> _Complete the following_
(a) Translate this sentence from the commentary on construction forecasts into Spanish: "Commercial work is picking up fast for these professionals."
(b) From the commentary on construction forecasts, reproduce the part that opens with the words containing "Things are looking" and closes with "a mess periodically.".

Forecasts are looking up, but is the picture that’s emerging that realistic?
I feel for pessimists in construction at the moment. It’s really tough times for doom mongers. Every survey is running high, some touting record-breaking numbers. Meanwhile, forecasters are suggesting we are on the threshold of a phase of growth well above the long-term average. My God. It’s boom time. How can you talk that down? Well okay let me have a go. Not because I’m a pessimist (despite the rumours).
Things are looking better. And I take a simple view on this: you’d damn well hope for a recovery after five-plus years in the mire. No, I just feel it’s my civic duty to try to offset some of the optimism bias that seems to land us in a mess periodically.
So what I’ll try to do is to put a downbeat spin on two very bullish surveys out this week and then add in a few “and another things” for good measure and see where we end up.
Yesterday we saw the RIBA Future Trends Survey showing more architects than ever expecting workloads to increase.
Interestingly, reading the report from RICS, it reckons the average expectation of growth is 3%
Today we see RICS, the surveyors’ body, release a survey showing workload expectations at a 15-year high. What makes these results particularly exciting is that they are from the professions that are more heavily involved in construction work at the front end.
So this is what we might expect is coming down the pipeline.
It’s clear from both that private housing is the biggest driving force. But it would be a narrow view to think that housing is the sole driver. Commercial work is picking up fast for these professionals. That’s what the surveys suggest.

> _Data excerpts_

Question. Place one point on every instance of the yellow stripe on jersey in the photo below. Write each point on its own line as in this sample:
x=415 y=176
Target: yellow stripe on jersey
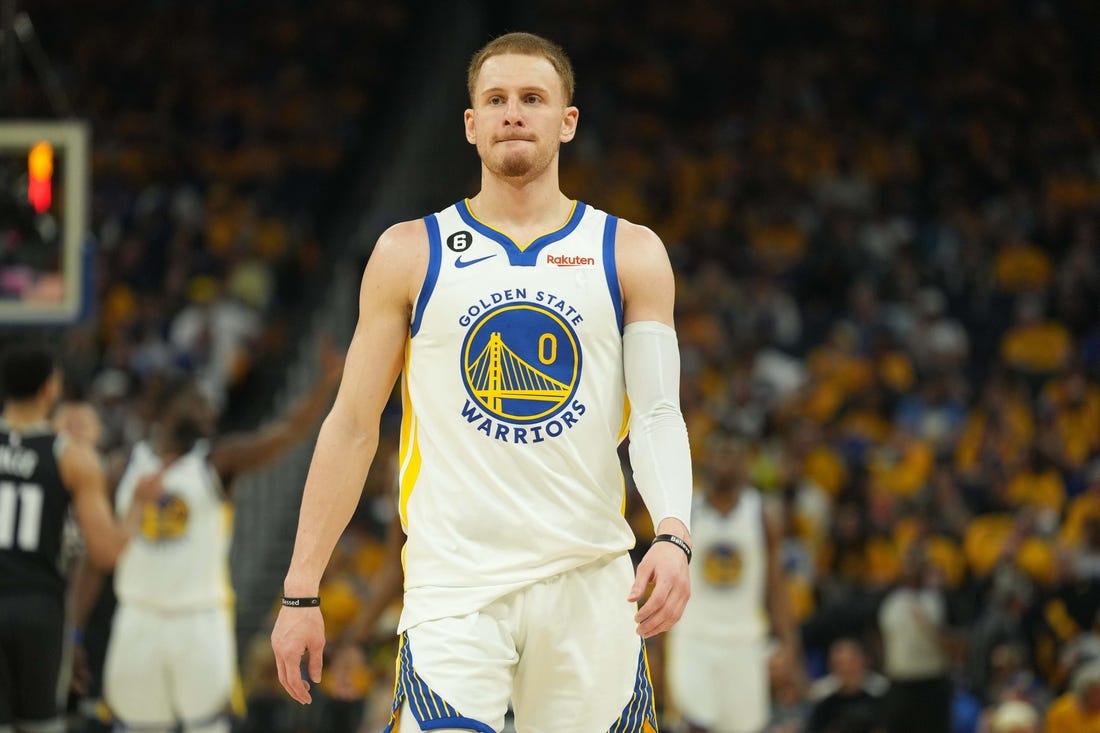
x=409 y=448
x=640 y=712
x=519 y=247
x=624 y=429
x=237 y=701
x=430 y=710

> _Task responses_
(a) El trabajo comercial está repuntando rápidamente para estos profesionales.

(b)
Things are looking better. And I take a simple view on this: you’d damn well hope for a recovery after five-plus years in the mire. No, I just feel it’s my civic duty to try to offset some of the optimism bias that seems to land us in a mess periodically.